** Opening INFORMATION GIVEN block **

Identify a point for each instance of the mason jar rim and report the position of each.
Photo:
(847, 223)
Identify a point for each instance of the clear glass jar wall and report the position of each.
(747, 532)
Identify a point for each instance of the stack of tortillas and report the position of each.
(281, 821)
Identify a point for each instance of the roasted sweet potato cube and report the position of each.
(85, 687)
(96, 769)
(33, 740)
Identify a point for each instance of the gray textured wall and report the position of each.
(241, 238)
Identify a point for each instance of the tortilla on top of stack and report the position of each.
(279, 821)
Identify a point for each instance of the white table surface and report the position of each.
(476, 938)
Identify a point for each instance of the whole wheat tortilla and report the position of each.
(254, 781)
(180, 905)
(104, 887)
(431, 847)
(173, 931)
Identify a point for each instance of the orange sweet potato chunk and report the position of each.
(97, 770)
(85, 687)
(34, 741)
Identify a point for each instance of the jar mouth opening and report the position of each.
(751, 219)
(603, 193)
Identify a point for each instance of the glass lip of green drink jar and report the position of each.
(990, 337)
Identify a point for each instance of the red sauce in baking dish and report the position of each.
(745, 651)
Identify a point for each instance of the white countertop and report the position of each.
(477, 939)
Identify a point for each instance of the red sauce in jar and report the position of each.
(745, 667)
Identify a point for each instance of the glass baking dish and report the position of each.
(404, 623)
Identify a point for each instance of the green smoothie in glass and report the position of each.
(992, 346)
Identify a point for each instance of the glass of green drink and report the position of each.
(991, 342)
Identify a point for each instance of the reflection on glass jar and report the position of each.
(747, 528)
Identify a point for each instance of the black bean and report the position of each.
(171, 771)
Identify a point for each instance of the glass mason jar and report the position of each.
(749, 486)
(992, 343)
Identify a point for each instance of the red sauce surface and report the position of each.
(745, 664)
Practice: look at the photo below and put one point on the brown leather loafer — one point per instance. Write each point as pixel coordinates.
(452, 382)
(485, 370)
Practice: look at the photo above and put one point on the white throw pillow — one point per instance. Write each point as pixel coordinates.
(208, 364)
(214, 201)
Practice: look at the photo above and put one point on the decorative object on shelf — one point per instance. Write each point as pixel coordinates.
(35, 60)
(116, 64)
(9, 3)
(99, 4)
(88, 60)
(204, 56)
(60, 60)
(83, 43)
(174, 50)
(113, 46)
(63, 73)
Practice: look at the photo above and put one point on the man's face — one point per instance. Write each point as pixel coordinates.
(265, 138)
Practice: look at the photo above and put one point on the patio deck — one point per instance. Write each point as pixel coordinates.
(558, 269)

** Closing INFORMATION GIVEN block **

**TASK STATEMENT**. Transcribe each entry word for word.

**SOLUTION TO THE PROBLEM**.
Identify a point for each instance of the mason jar rim and report the position of each.
Photo:
(847, 223)
Identify a point for each instance of the clear glass jar wall and report the position of each.
(747, 532)
Identify a point for each instance of the stack of tortillas and report the position of each.
(281, 821)
Identify a point for each instance of the roasted sweet potato cube and report the position of each.
(85, 687)
(96, 769)
(33, 740)
Identify a point for each instance of the gray textured wall and report the position of each.
(241, 238)
Identify a point for each instance of the tortilla on top of stack and report the position of each.
(279, 821)
Identify a point for each instance of the white table surface and report the position of each.
(476, 938)
Identify a point for each instance of the whole wheat tortilla and report the position of each.
(254, 781)
(180, 905)
(104, 887)
(431, 847)
(173, 931)
Identify a point for each instance of the orange sweet potato chunk and report the position of each.
(97, 770)
(85, 687)
(34, 741)
Identify a point for each instance of the jar mouth opening and report the position of each.
(751, 219)
(603, 193)
Identify a point for each instance of the glass lip of green drink jar and report the position of each.
(990, 337)
Identify a point for each instance of the red sauce in baking dish and report the position of each.
(745, 651)
Identify a point for each instance of the white countertop and report the position of each.
(477, 939)
Identify a point for each instance of the red sauce in jar and report the position of each.
(745, 667)
Identify a point for each instance of the glass baking dish and report the position of each.
(404, 623)
Identify a point for each instance of the green smoothie in glass and report the position of each.
(992, 346)
Identify a point for each instance of the glass of green drink and report the position of each.
(991, 342)
Identify a point for each instance of the reflection on glass jar and report the position of each.
(747, 528)
Identify a point for each instance of the black bean and report the position of each.
(171, 771)
Identify a point for each instance of the glass mason jar and report the position of each.
(749, 486)
(992, 343)
Identify a point for each instance of the red sauce surface and report the position of each.
(745, 664)
Practice: look at the photo below and put one point on the brown leather loafer — one point per instance. Write each point as pixel coordinates.
(452, 382)
(485, 370)
Practice: look at the photo above and put one point on the white throw pillow — one point per instance. Write each point as pixel coordinates.
(208, 364)
(214, 201)
Practice: look at the photo above and put one point on the decorative object on shelf — one point per instance. Write each point as pixel coordinates.
(35, 60)
(116, 64)
(9, 3)
(99, 4)
(88, 60)
(204, 56)
(60, 60)
(83, 43)
(174, 50)
(113, 46)
(63, 73)
Practice: look at the photo above and put one point on the man's face — one point per instance. Write each point as pixel coordinates.
(265, 138)
Practice: look at the photo above and put one point on the patio deck — one point per instance. Write each point as pixel coordinates.
(558, 269)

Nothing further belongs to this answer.